(Extrait du document)
☆ ☆ ☆ ☆ ☆

Des documents du gouvernement américain sur lesquels le secret a été levé révèlent que les services de renseignements américains ont mené dans les années 50 et 60 une campagne pour donner de l’élan à la création d’une Europe unie. Ils ont financé et dirigé le mouvement fédéraliste européen.
Ces documents confirment les soupçons qui s’étaient fait jour à l’époque, selon lesquels l’Amérique travaillait activement en coulisses pour inciter la Grande-Bretagne à devenir un état européen. Un mémorandum en date du 26 juillet 1950 donne des instructions pour la conduite d’une campagne en faveur d’un véritable parlement européen. Il est signé du général William J Donovan, chef de l’OSS (Office of Strategic Services, précurseur de la CIA).
Les documents ont été découverts par Joshua Paul, chercheur à l’université Georgetown de Washington. Il s’agit de dossiers déclassifiés par les Archives nationales américaines. Le principal outil de Washington pour contrôler le calendrier européen était l’American Committe for a United Europe (ACUE, comité européen pour une Europe unie), créé en 1948 et présidé par Donovan, officiellement avocat dans le privé à l’époque.

☆ ☆ ☆ ☆ ☆

(Données extraites)
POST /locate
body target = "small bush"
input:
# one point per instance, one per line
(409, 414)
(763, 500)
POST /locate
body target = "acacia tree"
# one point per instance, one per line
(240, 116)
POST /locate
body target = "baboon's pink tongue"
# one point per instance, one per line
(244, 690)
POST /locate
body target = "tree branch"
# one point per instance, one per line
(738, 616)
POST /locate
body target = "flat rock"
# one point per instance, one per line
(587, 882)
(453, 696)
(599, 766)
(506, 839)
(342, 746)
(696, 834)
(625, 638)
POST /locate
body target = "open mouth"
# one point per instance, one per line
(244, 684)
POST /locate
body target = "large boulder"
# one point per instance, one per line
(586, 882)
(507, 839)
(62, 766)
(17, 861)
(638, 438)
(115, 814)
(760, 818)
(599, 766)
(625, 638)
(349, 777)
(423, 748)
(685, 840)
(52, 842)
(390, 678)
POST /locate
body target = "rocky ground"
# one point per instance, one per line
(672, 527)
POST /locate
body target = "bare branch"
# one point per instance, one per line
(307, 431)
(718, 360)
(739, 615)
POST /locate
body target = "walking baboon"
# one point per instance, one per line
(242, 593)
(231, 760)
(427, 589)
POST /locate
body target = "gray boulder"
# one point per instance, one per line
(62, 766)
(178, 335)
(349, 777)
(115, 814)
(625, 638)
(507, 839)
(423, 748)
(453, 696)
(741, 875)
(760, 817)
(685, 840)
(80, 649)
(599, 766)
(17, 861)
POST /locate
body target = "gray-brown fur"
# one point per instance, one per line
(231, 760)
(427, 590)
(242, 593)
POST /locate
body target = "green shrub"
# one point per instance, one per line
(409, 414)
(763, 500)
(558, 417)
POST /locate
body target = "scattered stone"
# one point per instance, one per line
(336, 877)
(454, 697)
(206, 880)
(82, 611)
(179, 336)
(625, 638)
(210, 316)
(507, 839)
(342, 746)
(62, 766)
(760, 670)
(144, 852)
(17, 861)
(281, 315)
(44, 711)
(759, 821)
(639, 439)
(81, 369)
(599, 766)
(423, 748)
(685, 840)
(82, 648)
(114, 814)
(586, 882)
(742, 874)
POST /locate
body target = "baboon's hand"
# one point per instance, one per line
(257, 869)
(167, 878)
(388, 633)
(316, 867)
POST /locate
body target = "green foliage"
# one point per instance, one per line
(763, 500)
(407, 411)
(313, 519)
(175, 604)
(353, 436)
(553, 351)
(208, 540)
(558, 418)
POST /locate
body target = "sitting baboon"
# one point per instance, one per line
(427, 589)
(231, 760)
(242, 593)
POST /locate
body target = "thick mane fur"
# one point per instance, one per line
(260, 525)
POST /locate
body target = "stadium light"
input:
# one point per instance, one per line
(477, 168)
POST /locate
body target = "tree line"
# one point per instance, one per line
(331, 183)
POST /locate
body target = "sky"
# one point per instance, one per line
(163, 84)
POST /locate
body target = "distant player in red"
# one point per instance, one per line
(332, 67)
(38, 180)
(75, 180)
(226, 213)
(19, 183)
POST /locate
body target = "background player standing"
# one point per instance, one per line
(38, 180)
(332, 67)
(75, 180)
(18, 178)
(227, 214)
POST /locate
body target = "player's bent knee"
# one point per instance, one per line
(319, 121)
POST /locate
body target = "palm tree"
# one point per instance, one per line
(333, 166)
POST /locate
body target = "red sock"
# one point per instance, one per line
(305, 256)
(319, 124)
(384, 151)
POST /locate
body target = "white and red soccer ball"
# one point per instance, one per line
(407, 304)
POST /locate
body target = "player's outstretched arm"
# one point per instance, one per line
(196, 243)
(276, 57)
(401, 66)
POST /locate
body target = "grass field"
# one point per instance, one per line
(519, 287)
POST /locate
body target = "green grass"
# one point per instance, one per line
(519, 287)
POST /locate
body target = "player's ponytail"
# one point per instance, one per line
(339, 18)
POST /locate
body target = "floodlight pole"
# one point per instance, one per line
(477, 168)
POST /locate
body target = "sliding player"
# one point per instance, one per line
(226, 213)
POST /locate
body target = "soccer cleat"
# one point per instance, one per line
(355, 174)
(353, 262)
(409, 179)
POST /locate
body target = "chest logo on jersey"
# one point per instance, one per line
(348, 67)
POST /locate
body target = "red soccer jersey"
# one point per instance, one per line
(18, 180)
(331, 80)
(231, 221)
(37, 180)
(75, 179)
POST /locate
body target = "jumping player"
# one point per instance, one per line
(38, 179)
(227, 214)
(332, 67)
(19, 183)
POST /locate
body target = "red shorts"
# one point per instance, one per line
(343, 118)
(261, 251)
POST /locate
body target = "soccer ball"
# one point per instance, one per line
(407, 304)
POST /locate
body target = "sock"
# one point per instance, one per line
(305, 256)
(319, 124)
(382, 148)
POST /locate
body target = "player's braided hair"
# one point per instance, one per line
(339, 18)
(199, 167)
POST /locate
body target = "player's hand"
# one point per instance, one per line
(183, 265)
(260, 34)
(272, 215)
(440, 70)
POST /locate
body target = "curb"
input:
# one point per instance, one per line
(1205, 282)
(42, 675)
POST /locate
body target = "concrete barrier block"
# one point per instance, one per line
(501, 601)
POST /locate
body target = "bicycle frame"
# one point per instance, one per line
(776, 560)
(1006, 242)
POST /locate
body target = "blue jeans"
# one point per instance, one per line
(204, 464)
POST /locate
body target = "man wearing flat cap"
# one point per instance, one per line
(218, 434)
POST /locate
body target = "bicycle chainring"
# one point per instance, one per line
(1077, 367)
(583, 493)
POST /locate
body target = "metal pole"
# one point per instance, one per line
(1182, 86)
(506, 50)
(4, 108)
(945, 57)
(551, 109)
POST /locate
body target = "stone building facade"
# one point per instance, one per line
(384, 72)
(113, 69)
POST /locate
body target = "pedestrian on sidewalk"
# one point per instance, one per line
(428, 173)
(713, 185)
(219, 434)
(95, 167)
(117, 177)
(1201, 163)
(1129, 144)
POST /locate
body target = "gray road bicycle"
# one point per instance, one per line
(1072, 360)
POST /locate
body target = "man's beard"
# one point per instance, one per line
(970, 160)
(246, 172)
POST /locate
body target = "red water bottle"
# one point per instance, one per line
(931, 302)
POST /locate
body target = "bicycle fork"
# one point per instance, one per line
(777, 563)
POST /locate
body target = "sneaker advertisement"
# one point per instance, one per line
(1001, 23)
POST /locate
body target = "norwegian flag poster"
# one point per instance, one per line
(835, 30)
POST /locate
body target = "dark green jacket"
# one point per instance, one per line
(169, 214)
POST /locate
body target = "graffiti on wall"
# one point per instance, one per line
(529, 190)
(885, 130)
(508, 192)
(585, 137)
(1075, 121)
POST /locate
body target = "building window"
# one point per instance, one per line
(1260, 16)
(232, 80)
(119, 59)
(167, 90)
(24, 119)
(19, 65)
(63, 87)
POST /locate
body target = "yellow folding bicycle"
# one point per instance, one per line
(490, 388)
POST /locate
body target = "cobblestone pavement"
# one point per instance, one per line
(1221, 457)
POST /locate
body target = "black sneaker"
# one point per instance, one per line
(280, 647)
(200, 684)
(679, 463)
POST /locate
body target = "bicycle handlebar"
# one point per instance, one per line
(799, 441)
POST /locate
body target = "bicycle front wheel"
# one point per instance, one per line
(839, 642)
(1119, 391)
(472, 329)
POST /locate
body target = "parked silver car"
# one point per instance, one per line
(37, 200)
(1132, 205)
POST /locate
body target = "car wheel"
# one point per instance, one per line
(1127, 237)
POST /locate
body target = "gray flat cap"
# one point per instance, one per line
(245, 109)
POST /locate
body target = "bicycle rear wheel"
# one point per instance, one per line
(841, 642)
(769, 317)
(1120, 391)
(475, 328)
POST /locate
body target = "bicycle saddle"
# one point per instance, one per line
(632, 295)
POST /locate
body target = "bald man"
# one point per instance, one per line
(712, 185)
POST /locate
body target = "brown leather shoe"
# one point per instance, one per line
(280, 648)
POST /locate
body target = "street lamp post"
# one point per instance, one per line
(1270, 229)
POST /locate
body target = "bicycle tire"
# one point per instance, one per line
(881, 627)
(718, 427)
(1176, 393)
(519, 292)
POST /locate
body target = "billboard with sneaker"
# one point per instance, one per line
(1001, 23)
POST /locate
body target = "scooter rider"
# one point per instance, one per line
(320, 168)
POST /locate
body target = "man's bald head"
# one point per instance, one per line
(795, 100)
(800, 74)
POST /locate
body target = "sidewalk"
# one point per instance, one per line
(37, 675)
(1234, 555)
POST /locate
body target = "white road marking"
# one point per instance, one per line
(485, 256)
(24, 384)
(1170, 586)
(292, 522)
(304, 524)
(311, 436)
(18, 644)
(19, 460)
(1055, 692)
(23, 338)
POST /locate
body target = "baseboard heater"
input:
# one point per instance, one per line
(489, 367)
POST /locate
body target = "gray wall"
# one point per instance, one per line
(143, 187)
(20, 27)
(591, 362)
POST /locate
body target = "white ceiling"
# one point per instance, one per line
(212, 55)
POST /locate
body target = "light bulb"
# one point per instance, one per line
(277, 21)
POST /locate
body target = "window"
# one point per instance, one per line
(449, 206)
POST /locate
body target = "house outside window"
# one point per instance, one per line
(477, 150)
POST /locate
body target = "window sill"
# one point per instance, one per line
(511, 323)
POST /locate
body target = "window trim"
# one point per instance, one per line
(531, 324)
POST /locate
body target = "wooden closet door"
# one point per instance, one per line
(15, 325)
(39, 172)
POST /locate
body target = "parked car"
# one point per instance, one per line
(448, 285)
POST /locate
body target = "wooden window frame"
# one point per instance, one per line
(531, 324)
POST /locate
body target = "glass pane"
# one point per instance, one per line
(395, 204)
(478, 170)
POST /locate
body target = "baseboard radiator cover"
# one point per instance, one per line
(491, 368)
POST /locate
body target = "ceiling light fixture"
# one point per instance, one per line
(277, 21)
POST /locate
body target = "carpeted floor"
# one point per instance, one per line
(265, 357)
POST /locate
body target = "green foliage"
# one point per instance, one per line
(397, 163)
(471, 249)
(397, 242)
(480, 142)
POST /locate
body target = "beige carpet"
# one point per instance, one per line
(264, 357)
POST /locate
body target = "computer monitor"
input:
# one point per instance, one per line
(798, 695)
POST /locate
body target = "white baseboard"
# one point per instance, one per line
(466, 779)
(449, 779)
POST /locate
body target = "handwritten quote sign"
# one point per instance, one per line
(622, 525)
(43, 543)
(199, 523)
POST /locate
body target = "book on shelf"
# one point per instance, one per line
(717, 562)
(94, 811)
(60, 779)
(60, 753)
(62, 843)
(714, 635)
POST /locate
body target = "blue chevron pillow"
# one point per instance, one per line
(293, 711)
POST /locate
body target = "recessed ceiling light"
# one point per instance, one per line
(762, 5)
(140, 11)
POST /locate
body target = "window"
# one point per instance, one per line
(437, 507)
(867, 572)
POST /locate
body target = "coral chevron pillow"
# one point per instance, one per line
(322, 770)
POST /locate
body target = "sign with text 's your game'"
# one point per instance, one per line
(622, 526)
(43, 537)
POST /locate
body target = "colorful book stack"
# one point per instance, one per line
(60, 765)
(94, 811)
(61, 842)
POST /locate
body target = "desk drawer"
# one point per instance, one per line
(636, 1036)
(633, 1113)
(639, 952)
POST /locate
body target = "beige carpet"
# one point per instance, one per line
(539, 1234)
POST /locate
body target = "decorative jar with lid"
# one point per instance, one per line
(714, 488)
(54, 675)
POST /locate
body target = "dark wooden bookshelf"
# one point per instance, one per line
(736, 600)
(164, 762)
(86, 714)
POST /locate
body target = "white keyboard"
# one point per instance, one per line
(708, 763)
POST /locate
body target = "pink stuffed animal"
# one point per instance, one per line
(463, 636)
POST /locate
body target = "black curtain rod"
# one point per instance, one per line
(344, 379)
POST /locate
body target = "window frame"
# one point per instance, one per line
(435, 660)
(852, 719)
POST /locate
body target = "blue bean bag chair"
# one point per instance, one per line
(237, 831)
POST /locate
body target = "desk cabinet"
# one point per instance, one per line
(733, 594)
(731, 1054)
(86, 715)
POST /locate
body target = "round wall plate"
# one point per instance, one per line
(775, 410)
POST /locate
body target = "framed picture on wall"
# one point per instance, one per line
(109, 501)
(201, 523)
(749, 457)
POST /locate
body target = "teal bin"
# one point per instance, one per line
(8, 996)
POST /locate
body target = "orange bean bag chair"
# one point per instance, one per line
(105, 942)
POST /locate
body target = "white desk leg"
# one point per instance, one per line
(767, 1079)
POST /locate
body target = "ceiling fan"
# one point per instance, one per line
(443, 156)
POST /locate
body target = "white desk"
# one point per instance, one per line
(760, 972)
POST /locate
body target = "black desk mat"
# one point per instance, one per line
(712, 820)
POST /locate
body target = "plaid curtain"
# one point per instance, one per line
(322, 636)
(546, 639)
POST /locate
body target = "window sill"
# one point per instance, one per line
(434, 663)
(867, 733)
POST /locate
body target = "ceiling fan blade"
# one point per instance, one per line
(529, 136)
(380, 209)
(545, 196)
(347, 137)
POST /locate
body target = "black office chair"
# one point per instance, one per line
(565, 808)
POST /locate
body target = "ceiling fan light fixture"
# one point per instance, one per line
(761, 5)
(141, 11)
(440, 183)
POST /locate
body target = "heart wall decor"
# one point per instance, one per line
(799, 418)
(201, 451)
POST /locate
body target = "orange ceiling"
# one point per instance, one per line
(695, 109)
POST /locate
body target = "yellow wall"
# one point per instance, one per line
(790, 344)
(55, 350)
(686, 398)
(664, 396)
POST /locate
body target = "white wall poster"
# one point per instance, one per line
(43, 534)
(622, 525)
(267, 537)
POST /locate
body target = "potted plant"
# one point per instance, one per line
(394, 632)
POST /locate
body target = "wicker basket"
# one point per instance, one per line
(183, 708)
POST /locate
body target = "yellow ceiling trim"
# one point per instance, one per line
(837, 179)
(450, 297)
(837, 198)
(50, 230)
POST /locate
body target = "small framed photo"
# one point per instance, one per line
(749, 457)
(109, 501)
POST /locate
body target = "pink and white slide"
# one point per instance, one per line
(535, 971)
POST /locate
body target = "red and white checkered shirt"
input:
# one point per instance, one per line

☆ ☆ ☆ ☆ ☆

(Objectif)
Citez l'extrait sur le soutien américain à l'unification européenne depuis « Des documents du » jusqu'à « mouvement fédéraliste européen. » inclus.

(Réponse)
Des documents du gouvernement américain sur lesquels le secret a été levé révèlent que les services de renseignements américains ont mené dans les années 50 et 60 une campagne pour donner de l’élan à la création d’une Europe unie. Ils ont financé et dirigé le mouvement fédéraliste européen.